◆ **GOALS**
A. List every dollar amount mentioned in the passage about the SEC and token sales.
B. In the passage about the SEC and token sales, who granted the SEC's motion for summary judgment?
C. Quote the passage about the SEC and token sales starting at the words "A US district" and stopping after "of the SEC.".

◆ **PASSAGE**
A US district judge for the Southern District of New York has agreed with the Securities and Exchange Commission’s assessment that Kik’s $100 million initial coin offering (ICO) in 2017 was a securities sale. Judge Alvin Hellerstein has granted SEC’s motion for summary judgment, ruling that Kik violated the Securities Act when it sold its tokens called “Kin” without the blessing of the SEC.
The commission considers tokens as securities and requires their sale to be registered. It has gone after other companies that held ICOs in the past, including Telegram, which was ordered to return over $1.2 billion to investors and to pay an $18.5 million civil penalty. The SEC also fined blockchain technology company Block.one $24 million for running an unregistered ICO.

◆ **INFORMATION SHOWN**
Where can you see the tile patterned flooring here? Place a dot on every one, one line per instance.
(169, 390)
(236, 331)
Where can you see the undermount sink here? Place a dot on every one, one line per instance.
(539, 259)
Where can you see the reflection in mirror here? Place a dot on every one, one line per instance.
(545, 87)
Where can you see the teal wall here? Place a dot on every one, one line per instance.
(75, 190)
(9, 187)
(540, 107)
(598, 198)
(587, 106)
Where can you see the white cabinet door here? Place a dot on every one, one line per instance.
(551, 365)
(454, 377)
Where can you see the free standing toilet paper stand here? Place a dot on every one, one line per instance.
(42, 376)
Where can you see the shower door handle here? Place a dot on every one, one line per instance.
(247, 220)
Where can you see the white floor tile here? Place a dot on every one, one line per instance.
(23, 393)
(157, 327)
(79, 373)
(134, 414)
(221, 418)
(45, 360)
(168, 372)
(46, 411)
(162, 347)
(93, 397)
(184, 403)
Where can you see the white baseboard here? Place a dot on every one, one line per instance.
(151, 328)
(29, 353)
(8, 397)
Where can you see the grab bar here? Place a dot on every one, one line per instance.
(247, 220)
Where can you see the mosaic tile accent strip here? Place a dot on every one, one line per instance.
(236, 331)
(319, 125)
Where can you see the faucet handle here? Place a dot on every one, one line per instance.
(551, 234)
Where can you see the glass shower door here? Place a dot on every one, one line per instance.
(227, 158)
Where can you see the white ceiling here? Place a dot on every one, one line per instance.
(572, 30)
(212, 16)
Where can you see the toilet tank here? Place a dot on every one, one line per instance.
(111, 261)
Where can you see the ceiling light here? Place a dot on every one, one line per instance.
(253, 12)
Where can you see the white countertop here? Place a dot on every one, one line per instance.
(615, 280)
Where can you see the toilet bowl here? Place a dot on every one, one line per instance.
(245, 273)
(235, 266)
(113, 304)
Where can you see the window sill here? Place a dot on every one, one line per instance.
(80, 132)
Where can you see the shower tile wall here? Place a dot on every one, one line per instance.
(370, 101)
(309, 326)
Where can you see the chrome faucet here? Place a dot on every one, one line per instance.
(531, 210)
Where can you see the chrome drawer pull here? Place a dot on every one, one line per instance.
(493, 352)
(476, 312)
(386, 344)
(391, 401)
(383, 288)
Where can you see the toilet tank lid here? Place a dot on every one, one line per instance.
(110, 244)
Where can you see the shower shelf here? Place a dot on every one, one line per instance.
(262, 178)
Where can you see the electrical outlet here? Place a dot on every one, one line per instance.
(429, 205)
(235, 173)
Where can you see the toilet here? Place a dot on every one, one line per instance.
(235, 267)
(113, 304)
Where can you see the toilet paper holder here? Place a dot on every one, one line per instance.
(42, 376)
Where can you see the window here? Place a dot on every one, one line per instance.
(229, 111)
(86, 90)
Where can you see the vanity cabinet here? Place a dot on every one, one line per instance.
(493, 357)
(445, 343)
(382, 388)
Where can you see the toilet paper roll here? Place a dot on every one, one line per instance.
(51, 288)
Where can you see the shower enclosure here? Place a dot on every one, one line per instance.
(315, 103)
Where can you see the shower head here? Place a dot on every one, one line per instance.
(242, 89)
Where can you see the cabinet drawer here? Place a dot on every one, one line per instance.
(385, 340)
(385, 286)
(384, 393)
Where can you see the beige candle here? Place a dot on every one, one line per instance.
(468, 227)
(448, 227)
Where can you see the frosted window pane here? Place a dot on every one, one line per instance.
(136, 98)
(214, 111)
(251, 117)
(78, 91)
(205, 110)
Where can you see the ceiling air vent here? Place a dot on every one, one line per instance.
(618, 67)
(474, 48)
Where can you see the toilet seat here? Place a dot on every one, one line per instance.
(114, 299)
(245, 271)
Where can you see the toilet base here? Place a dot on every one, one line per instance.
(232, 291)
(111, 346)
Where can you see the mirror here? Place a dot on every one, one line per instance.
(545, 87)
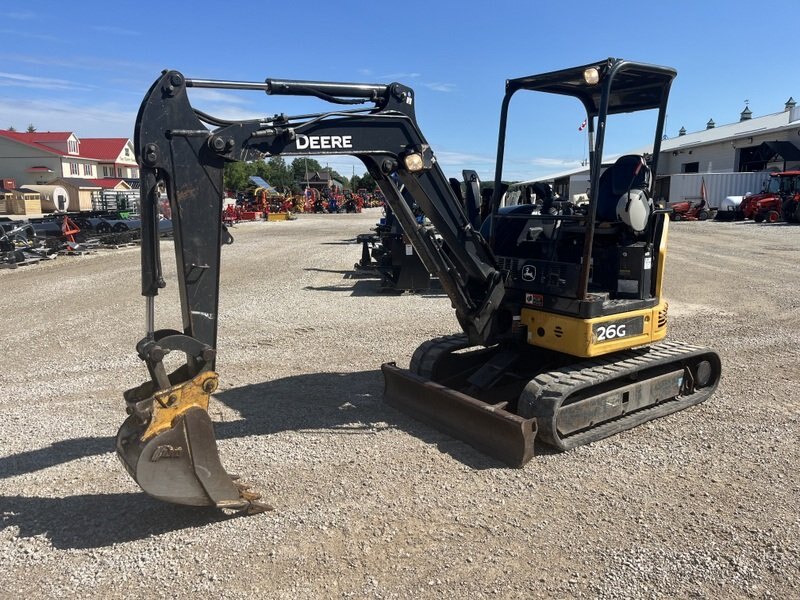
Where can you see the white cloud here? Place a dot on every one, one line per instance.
(440, 87)
(34, 36)
(45, 83)
(86, 121)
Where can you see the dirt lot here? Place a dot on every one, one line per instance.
(368, 502)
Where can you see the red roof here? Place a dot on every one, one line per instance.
(37, 139)
(102, 149)
(105, 149)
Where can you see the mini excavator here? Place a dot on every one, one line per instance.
(560, 311)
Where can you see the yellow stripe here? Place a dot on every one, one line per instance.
(576, 337)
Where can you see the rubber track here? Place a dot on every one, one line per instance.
(544, 394)
(426, 355)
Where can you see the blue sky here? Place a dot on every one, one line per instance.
(85, 66)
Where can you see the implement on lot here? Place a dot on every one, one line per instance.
(559, 308)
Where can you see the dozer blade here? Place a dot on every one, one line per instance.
(486, 427)
(172, 455)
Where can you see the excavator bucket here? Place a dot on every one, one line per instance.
(487, 427)
(172, 452)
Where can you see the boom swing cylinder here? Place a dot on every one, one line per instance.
(532, 313)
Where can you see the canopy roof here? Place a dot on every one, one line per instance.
(635, 86)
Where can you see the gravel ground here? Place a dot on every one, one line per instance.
(369, 503)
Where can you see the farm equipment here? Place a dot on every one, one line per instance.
(768, 205)
(560, 313)
(19, 245)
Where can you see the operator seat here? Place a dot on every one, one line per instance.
(622, 193)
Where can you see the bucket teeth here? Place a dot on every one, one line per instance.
(173, 455)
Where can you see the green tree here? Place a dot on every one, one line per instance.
(300, 165)
(278, 174)
(368, 183)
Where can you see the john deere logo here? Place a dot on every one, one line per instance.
(528, 273)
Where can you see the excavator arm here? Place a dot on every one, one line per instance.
(167, 443)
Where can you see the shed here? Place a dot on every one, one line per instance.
(81, 191)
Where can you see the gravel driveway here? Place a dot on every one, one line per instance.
(369, 503)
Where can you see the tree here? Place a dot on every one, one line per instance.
(235, 176)
(368, 183)
(301, 165)
(278, 174)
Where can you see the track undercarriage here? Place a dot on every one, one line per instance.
(501, 399)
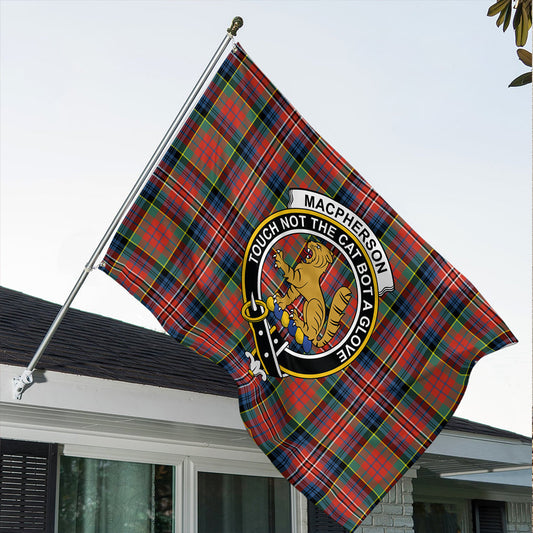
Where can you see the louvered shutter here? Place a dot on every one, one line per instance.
(319, 522)
(489, 516)
(28, 474)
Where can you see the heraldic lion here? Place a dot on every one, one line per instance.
(304, 280)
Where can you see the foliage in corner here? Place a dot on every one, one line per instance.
(521, 25)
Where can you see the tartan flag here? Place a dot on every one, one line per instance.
(350, 338)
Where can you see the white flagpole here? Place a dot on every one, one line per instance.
(26, 378)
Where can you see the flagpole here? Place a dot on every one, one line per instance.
(26, 378)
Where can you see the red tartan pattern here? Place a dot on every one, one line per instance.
(346, 438)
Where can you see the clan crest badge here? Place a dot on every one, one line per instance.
(312, 276)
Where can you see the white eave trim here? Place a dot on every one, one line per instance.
(57, 390)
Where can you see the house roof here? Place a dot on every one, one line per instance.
(92, 345)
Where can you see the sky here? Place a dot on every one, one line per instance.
(414, 94)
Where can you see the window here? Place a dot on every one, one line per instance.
(231, 503)
(103, 495)
(139, 491)
(489, 516)
(437, 517)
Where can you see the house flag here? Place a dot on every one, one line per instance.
(350, 338)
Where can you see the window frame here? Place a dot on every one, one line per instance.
(186, 468)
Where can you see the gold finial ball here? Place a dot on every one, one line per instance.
(235, 26)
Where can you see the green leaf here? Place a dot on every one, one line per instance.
(524, 56)
(523, 79)
(497, 7)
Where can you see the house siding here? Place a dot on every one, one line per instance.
(394, 514)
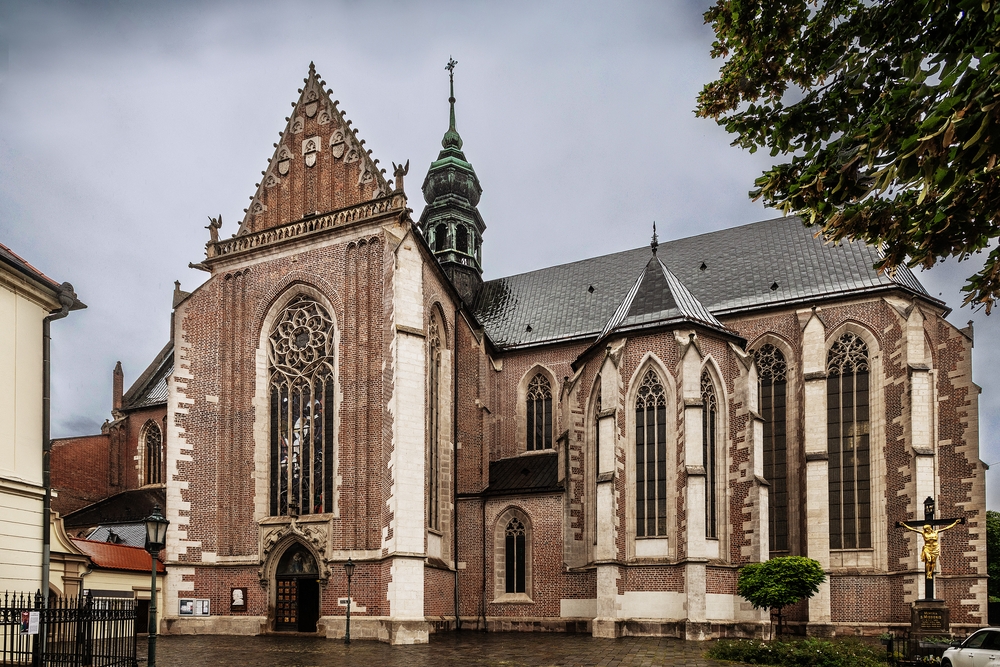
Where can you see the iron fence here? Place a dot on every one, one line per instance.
(72, 632)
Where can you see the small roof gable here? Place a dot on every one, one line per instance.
(658, 298)
(319, 164)
(124, 507)
(536, 473)
(118, 556)
(150, 388)
(761, 265)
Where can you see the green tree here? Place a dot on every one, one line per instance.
(780, 582)
(888, 112)
(993, 553)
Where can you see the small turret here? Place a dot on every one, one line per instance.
(451, 222)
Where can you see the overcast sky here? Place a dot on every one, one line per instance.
(123, 125)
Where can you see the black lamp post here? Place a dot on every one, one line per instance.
(156, 539)
(349, 569)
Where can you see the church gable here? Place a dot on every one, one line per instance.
(319, 165)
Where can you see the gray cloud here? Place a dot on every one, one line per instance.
(123, 125)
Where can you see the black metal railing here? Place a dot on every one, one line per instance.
(72, 632)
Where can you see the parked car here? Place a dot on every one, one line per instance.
(980, 649)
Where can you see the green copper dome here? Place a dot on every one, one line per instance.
(451, 222)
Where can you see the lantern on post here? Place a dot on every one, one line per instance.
(156, 539)
(349, 569)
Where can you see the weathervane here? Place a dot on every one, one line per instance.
(451, 75)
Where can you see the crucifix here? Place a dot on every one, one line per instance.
(931, 533)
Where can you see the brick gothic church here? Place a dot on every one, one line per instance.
(593, 447)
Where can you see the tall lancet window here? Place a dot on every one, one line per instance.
(709, 436)
(300, 354)
(773, 375)
(650, 458)
(597, 460)
(539, 413)
(847, 402)
(152, 441)
(514, 557)
(434, 423)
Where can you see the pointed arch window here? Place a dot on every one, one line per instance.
(597, 459)
(539, 399)
(514, 557)
(434, 423)
(848, 444)
(440, 238)
(152, 441)
(773, 371)
(301, 395)
(709, 436)
(650, 457)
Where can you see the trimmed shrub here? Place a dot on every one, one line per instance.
(799, 652)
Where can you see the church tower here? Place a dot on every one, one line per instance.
(451, 222)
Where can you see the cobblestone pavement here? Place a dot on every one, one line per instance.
(471, 649)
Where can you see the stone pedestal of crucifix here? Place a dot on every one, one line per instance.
(930, 616)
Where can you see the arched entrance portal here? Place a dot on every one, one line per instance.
(297, 591)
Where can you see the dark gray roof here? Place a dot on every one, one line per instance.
(150, 388)
(131, 534)
(755, 266)
(525, 474)
(11, 259)
(659, 298)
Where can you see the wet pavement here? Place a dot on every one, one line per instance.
(471, 649)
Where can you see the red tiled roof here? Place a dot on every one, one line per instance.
(117, 556)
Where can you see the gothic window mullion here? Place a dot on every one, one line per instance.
(300, 353)
(650, 458)
(849, 447)
(773, 371)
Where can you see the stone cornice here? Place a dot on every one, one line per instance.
(300, 229)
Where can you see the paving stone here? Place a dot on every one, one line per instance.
(472, 649)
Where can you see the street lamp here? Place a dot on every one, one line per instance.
(349, 569)
(156, 538)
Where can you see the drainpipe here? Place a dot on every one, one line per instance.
(68, 301)
(454, 462)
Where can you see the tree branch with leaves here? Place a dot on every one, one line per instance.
(888, 113)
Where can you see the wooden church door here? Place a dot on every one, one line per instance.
(297, 591)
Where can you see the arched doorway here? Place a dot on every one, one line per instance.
(297, 591)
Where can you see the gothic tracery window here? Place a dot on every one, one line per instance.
(773, 376)
(152, 441)
(440, 238)
(434, 423)
(514, 557)
(301, 394)
(848, 443)
(710, 427)
(539, 399)
(650, 458)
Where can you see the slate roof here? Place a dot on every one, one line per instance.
(741, 265)
(658, 297)
(118, 556)
(11, 259)
(525, 474)
(124, 507)
(150, 388)
(129, 534)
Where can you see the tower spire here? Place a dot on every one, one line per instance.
(451, 138)
(450, 222)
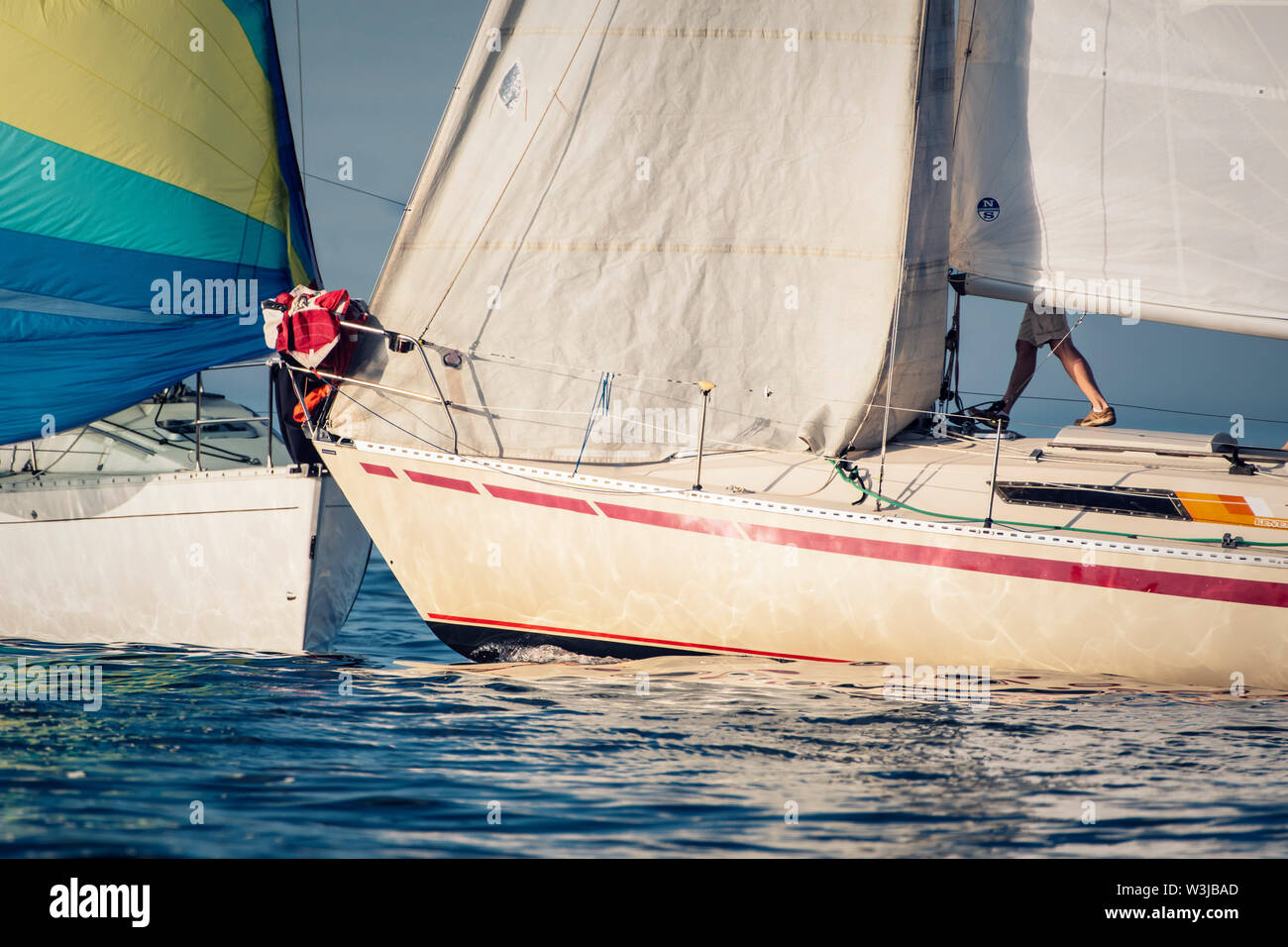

◆ **COMPLETED EXERCISE**
A. $100 million, $1.2 billion, $18.5 million, $24 million

B. Judge Alvin Hellerstein

C.
A US district judge for the Southern District of New York has agreed with the Securities and Exchange Commission’s assessment that Kik’s $100 million initial coin offering (ICO) in 2017 was a securities sale. Judge Alvin Hellerstein has granted SEC’s motion for summary judgment, ruling that Kik violated the Securities Act when it sold its tokens called “Kin” without the blessing of the SEC.